Copy out the part of the data that opens at its start and closes with the line containing "[106, 173, 159, 200]", changing "hiking boot" to "walking boot" and leaving all else as it is. Leave the pictures out.
▽
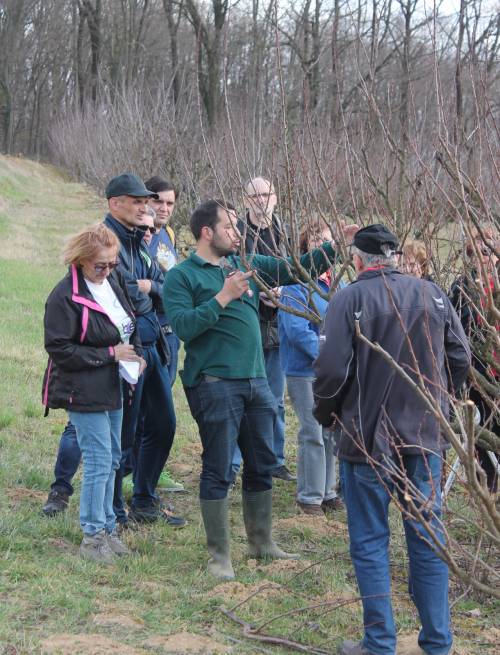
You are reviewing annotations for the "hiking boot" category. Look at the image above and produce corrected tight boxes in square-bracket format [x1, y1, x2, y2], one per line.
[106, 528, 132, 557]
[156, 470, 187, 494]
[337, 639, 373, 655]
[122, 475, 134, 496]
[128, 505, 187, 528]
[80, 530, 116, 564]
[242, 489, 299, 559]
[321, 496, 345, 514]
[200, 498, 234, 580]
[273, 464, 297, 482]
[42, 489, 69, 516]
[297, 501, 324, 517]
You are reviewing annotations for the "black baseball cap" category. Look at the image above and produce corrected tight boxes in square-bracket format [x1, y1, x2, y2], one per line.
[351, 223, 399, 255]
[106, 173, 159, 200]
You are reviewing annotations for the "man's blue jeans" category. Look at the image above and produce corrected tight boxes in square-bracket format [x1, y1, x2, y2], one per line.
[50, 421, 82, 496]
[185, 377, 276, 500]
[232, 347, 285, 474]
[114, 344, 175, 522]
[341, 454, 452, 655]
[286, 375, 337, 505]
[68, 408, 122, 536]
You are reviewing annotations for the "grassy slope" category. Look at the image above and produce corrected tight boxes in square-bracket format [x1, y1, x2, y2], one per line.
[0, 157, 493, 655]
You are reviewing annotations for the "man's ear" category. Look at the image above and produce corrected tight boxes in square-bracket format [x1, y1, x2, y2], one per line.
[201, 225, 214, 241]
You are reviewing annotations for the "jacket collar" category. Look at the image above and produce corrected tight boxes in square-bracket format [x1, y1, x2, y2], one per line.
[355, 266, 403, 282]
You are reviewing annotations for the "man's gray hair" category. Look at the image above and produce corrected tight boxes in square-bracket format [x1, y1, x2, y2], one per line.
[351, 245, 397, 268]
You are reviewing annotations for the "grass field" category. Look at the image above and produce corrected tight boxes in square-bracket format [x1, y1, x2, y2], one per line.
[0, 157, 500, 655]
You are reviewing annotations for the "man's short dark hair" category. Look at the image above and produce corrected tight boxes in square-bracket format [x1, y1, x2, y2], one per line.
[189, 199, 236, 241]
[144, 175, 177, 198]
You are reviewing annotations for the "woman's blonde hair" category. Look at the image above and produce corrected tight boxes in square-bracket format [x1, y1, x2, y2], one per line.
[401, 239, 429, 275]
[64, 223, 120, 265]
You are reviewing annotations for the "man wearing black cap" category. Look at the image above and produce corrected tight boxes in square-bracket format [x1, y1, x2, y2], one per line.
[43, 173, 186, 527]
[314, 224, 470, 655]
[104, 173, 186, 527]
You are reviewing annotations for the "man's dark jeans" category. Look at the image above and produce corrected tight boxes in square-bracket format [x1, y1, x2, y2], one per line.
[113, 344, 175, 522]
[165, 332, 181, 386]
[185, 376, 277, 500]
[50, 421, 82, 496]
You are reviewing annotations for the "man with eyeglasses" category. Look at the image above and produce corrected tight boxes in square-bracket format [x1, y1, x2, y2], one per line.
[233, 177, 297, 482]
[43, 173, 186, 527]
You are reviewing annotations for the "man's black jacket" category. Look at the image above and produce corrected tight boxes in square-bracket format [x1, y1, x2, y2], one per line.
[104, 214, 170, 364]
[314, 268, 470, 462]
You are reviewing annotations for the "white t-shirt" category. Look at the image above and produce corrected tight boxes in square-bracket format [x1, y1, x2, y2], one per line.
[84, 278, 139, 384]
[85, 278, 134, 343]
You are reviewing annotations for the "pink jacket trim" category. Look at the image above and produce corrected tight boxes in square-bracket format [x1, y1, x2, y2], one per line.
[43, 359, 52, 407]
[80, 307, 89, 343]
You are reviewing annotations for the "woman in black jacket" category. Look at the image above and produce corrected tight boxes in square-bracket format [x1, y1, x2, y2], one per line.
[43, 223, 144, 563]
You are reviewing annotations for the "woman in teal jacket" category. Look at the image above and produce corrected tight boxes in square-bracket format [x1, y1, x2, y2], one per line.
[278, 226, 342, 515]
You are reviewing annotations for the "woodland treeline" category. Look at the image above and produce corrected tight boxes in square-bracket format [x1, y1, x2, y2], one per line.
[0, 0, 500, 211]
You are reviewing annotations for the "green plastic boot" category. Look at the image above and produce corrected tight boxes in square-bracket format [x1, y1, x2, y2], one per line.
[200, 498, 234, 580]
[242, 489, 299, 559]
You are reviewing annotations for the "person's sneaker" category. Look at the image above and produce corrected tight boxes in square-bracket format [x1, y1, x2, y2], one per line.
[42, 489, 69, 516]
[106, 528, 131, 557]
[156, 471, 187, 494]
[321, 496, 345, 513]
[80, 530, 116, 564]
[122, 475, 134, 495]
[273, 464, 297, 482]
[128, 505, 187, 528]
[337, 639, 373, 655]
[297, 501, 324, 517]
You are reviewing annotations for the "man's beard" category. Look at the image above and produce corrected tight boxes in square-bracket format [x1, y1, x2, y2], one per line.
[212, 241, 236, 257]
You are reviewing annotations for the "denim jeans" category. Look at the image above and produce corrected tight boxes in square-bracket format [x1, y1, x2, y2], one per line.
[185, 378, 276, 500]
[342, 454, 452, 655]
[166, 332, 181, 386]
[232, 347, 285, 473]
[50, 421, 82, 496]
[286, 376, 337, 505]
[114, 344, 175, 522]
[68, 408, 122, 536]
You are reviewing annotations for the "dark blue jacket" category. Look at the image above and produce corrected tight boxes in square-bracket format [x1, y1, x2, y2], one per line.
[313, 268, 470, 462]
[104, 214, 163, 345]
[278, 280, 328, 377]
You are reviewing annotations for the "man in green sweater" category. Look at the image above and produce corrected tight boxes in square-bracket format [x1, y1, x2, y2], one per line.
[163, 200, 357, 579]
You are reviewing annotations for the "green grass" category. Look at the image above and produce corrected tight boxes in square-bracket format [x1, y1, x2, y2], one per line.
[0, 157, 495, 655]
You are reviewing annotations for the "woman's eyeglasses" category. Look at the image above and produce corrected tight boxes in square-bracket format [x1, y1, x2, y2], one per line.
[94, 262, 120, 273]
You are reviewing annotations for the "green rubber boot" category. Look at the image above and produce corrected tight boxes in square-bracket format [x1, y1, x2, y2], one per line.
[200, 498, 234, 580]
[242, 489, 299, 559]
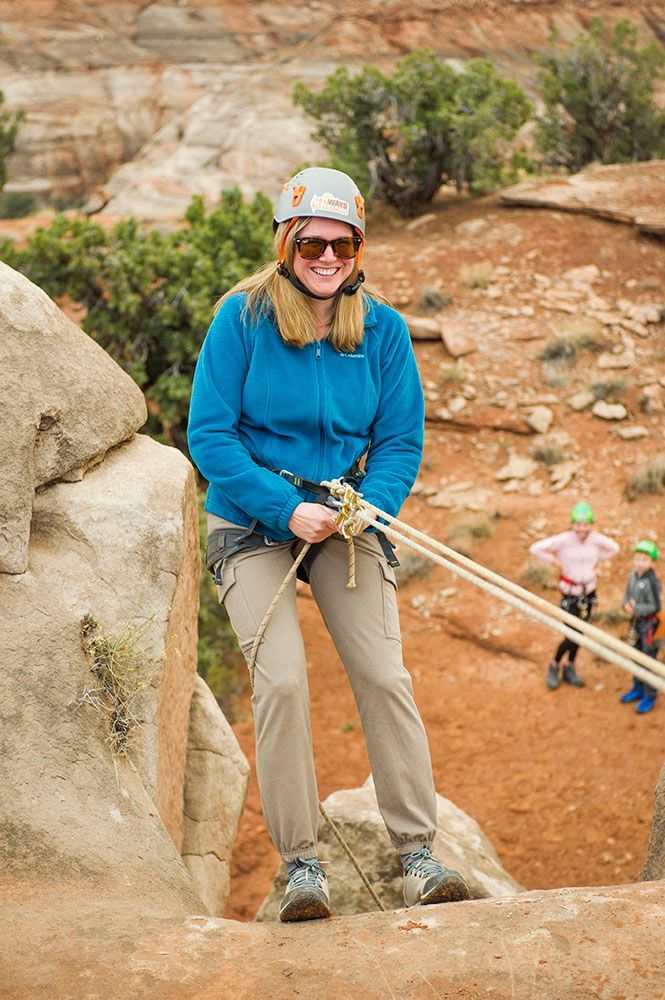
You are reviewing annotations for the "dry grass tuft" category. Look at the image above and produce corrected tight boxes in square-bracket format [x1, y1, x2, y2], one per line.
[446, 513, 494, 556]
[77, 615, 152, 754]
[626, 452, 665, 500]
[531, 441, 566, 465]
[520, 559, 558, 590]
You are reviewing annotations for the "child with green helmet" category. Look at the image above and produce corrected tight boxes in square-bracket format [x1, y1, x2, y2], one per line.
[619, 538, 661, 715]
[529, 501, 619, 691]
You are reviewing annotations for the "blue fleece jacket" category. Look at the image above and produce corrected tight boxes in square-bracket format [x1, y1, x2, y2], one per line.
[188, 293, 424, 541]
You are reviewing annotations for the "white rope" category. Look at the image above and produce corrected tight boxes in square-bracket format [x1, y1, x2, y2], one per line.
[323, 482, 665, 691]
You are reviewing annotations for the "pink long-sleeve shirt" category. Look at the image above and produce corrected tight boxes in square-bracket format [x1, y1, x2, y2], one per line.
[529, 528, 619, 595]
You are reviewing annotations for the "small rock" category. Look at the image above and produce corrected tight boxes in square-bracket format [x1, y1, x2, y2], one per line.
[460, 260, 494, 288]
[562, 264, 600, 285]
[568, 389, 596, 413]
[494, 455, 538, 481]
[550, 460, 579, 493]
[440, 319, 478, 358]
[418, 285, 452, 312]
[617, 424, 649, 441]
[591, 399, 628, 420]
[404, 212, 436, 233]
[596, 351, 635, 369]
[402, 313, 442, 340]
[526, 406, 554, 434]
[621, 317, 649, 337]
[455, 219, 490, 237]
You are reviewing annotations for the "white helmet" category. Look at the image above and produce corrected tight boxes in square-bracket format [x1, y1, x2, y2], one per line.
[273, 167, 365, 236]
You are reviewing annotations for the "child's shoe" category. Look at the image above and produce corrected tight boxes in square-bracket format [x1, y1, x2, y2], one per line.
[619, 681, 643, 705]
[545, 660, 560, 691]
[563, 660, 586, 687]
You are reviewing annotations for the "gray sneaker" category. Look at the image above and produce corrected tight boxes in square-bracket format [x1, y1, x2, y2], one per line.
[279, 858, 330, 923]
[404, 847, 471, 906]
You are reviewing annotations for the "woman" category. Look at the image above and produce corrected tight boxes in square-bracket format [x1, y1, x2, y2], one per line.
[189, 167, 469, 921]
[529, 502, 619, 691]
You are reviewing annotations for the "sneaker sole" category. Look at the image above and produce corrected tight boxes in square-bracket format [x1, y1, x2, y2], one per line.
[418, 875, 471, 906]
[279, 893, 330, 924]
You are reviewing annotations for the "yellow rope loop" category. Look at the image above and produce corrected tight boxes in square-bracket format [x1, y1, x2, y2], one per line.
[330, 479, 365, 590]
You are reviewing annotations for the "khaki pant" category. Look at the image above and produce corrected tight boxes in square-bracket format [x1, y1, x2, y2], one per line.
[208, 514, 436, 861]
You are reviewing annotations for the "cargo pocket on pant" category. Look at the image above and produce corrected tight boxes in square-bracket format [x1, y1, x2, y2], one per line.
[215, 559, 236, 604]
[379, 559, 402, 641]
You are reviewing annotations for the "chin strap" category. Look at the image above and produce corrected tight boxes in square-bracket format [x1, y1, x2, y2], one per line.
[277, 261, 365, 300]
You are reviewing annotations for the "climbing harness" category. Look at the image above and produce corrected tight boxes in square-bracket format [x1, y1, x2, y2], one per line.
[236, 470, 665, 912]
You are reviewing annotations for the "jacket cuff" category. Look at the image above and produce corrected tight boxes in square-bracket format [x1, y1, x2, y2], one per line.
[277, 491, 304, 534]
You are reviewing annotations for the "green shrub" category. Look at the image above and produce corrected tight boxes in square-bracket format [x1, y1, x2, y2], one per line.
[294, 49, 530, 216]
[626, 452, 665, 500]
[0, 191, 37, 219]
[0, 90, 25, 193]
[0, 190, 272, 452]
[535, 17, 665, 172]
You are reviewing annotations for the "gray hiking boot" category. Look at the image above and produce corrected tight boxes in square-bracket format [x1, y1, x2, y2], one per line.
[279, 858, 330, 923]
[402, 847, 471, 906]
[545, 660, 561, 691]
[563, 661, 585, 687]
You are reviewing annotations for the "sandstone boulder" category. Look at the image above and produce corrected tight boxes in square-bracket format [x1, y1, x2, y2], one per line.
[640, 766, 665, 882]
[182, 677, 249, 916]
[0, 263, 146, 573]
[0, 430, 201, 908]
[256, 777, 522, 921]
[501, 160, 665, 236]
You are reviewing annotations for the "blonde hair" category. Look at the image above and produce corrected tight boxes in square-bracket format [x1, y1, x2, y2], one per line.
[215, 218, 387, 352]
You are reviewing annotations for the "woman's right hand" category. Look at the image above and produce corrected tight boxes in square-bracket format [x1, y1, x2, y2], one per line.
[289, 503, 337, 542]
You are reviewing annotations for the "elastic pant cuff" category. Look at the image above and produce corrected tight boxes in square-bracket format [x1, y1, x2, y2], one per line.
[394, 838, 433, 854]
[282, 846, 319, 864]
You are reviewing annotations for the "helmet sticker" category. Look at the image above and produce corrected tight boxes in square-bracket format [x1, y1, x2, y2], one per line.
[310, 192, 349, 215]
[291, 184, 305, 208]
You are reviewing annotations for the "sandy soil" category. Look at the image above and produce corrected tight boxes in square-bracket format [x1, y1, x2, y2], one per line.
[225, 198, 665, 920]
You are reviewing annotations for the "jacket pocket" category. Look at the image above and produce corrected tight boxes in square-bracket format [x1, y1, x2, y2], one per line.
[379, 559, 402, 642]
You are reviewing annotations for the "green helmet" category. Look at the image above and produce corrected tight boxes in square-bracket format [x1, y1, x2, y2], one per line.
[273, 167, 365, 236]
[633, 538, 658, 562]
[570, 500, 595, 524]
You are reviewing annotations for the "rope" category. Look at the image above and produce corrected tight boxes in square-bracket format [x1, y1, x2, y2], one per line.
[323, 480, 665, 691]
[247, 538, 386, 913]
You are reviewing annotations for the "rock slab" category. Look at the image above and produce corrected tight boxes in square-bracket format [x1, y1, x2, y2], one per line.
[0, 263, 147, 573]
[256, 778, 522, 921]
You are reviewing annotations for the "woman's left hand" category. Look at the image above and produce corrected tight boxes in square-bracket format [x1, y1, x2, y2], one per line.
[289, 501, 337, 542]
△
• _Right answer_:
You are reviewing annotations for the "walking boot" category. Look at the image above and produce corrected tight boxes in square-bracket format [x1, y1, x2, y2], one per line.
[106, 528, 132, 557]
[156, 470, 187, 494]
[337, 639, 373, 655]
[122, 475, 134, 496]
[128, 505, 187, 528]
[80, 530, 116, 564]
[242, 489, 299, 559]
[321, 496, 345, 514]
[200, 498, 234, 580]
[273, 464, 297, 482]
[42, 489, 69, 516]
[297, 501, 324, 517]
You are reviewing annotations for the "black baseball cap" category. Look at the image above and produce corrected tight boxes in square-bracket format [x1, y1, x2, y2], one per line.
[351, 223, 399, 255]
[106, 173, 159, 200]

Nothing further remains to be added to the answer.